- Opening Delimiter -

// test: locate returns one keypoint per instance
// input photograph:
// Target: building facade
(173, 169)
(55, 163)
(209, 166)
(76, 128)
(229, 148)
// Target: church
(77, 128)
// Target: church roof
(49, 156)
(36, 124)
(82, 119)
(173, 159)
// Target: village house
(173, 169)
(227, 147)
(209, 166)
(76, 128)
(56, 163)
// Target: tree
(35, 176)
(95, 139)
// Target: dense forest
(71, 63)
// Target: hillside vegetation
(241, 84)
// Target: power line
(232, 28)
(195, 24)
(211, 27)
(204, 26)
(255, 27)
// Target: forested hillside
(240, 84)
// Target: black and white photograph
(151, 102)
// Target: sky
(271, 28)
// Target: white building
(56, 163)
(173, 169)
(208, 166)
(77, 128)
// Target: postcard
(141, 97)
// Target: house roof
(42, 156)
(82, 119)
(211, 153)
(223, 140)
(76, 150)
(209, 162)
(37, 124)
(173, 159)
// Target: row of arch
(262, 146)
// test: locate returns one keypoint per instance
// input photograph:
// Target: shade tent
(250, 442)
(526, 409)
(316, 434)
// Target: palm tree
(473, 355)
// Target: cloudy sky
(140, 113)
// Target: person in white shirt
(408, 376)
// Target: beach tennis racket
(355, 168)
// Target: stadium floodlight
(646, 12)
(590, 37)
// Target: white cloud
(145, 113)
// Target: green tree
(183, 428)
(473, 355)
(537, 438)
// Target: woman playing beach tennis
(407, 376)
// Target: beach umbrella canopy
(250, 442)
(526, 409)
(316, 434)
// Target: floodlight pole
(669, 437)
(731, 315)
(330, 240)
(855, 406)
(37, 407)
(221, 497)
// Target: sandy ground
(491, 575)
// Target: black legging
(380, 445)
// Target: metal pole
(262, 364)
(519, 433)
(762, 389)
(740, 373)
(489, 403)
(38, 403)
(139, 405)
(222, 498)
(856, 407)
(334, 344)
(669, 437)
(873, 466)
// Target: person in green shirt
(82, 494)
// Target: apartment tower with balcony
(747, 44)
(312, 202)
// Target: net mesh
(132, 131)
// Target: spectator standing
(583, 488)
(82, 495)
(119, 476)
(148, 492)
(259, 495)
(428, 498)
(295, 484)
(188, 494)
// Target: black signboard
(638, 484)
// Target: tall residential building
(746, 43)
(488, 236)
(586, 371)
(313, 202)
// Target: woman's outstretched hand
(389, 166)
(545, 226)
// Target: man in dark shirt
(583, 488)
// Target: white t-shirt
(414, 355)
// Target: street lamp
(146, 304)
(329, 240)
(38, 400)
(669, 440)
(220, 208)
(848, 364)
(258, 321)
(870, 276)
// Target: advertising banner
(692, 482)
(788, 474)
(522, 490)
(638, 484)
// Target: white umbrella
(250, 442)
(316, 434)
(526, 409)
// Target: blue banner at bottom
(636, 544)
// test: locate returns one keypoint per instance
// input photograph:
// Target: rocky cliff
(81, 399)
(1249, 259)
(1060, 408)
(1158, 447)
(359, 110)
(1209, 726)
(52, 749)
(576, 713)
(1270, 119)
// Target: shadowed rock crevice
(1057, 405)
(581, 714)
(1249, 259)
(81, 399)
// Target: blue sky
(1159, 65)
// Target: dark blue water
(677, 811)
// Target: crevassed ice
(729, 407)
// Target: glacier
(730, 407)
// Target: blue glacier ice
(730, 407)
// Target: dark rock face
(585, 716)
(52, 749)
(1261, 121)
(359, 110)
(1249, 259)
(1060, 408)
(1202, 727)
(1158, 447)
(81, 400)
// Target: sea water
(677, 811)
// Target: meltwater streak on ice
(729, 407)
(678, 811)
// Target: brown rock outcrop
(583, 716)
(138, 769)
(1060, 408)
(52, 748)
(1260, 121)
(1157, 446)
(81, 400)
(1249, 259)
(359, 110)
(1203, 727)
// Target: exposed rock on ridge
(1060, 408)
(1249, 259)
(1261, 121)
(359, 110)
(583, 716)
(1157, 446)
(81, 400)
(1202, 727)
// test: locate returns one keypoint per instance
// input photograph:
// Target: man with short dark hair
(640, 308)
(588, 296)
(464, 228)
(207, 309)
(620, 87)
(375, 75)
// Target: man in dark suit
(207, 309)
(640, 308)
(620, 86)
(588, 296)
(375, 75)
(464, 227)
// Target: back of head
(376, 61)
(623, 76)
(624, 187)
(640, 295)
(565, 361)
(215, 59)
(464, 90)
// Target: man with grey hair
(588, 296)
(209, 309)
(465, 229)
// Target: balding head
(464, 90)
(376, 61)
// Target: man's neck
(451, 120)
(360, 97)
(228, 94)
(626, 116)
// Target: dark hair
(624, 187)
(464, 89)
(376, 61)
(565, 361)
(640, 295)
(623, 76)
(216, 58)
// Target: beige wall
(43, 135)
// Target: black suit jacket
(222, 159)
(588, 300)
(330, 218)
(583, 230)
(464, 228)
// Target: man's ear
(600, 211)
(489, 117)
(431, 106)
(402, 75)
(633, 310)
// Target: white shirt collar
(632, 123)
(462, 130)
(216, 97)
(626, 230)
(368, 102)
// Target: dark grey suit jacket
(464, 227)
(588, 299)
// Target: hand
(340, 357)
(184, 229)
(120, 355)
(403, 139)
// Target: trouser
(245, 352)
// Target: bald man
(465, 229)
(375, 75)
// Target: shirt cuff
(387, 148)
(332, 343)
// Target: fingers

- Closing Delimiter -

> **EXERCISE DIRECTIONS**
Output the listing above in its entirety, exactly as given.

> **YOUR RESPONSE**
// test: locate returns one keypoint per instance
// input photograph:
// Target: building facade
(173, 169)
(55, 163)
(209, 166)
(76, 128)
(229, 148)
// Target: church
(77, 128)
// Target: church roof
(49, 156)
(36, 124)
(82, 119)
(173, 159)
// Target: village house
(173, 169)
(227, 147)
(209, 166)
(76, 128)
(56, 163)
// Target: tree
(35, 176)
(95, 139)
// Target: dense forest
(71, 63)
// Target: hillside vegetation
(241, 84)
// Target: power line
(232, 28)
(195, 24)
(211, 27)
(204, 26)
(255, 27)
// Target: forested hillside
(240, 84)
// Target: black and white photograph
(151, 102)
// Target: sky
(271, 28)
// Target: white building
(56, 163)
(173, 169)
(208, 166)
(77, 128)
// Target: postcard
(141, 97)
// Target: house roof
(42, 156)
(82, 119)
(211, 153)
(223, 140)
(76, 150)
(209, 162)
(37, 124)
(173, 159)
// Target: row of arch
(262, 146)
// test: locate returns one keypoint per instance
// input photograph:
// Target: shade tent
(250, 442)
(526, 409)
(316, 434)
// Target: palm tree
(473, 355)
// Target: cloudy sky
(140, 113)
// Target: person in white shirt
(408, 376)
// Target: beach tennis racket
(355, 168)
// Target: stadium floodlight
(646, 12)
(590, 37)
// Target: white cloud
(145, 113)
// Target: green tree
(183, 428)
(473, 355)
(537, 438)
// Target: woman playing beach tennis
(407, 376)
// Target: beach umbrella canopy
(250, 442)
(526, 409)
(316, 434)
// Target: floodlight pole
(669, 437)
(731, 315)
(330, 240)
(855, 406)
(37, 407)
(221, 497)
// Target: sandy ground
(491, 575)
// Target: black legging
(380, 445)
// Target: metal pole
(262, 364)
(519, 433)
(762, 389)
(740, 373)
(489, 403)
(38, 403)
(139, 405)
(222, 498)
(856, 407)
(334, 344)
(669, 437)
(873, 466)
// Target: person in green shirt
(82, 494)
// Target: apartment tower with balcony
(747, 44)
(312, 202)
// Target: net mesh
(132, 131)
// Target: spectator standing
(583, 488)
(82, 495)
(119, 476)
(148, 492)
(259, 495)
(428, 498)
(295, 484)
(188, 494)
// Target: black signboard
(638, 484)
// Target: tall residential building
(746, 43)
(488, 236)
(586, 371)
(313, 202)
// Target: woman's outstretched hand
(389, 166)
(545, 226)
// Target: man in dark shirt
(583, 488)
// Target: white t-shirt
(414, 355)
// Target: street lamp
(146, 304)
(329, 240)
(38, 400)
(669, 440)
(220, 208)
(848, 364)
(258, 321)
(870, 276)
// Target: advertising banner
(692, 482)
(788, 474)
(522, 490)
(638, 484)
// Target: white umbrella
(250, 442)
(316, 434)
(526, 409)
// Target: blue banner at bottom
(636, 544)
// test: locate returns one keypoint per instance
// input photograph:
// Target: rocky cliff
(81, 399)
(1249, 259)
(1060, 408)
(1158, 447)
(359, 110)
(1209, 726)
(52, 749)
(576, 713)
(1270, 119)
// Target: shadowed rock crevice
(1057, 405)
(581, 714)
(1249, 259)
(81, 399)
// Target: blue sky
(1159, 65)
// Target: dark blue water
(677, 811)
// Target: crevassed ice
(729, 407)
// Target: glacier
(730, 407)
// Target: blue glacier ice
(730, 407)
// Target: dark rock face
(585, 716)
(52, 749)
(1261, 121)
(359, 110)
(1249, 259)
(1060, 408)
(1202, 727)
(1158, 447)
(81, 400)
// Target: sea water
(677, 811)
// Target: meltwater streak on ice
(729, 407)
(678, 811)
// Target: brown rock outcrop
(583, 716)
(138, 769)
(1060, 408)
(52, 748)
(1260, 121)
(1157, 446)
(81, 400)
(1249, 259)
(359, 110)
(1203, 727)
// Target: exposed rock on ridge
(1060, 408)
(1249, 259)
(1261, 121)
(359, 110)
(583, 716)
(1157, 446)
(81, 400)
(1202, 727)
// test: locate returns one keypoint per instance
// input photograph:
// Target: man with short dark hair
(640, 308)
(588, 296)
(464, 228)
(207, 309)
(620, 87)
(375, 75)
// Target: man in dark suit
(207, 309)
(640, 308)
(620, 86)
(588, 296)
(375, 75)
(464, 227)
// Target: back of head
(376, 61)
(623, 76)
(624, 187)
(640, 295)
(565, 361)
(215, 59)
(464, 90)
// Target: man with grey hair
(588, 296)
(209, 309)
(465, 229)
// Target: balding head
(464, 90)
(376, 61)
// Target: man's neck
(451, 120)
(360, 97)
(228, 94)
(626, 116)
// Target: dark hair
(624, 187)
(464, 89)
(376, 61)
(565, 361)
(640, 295)
(623, 76)
(216, 58)
// Target: beige wall
(43, 135)
// Target: black suit jacket
(222, 159)
(588, 300)
(330, 218)
(583, 230)
(464, 228)
// Target: man's ear
(600, 211)
(489, 117)
(431, 106)
(402, 75)
(633, 310)
// Target: white shirt collar
(632, 123)
(462, 130)
(216, 97)
(626, 230)
(368, 102)
// Target: dark grey suit jacket
(464, 227)
(588, 299)
// Target: hand
(340, 357)
(184, 229)
(120, 355)
(403, 139)
// Target: trouser
(245, 352)
// Target: bald man
(465, 229)
(375, 75)
// Target: shirt cuff
(387, 148)
(332, 343)
// Target: fingers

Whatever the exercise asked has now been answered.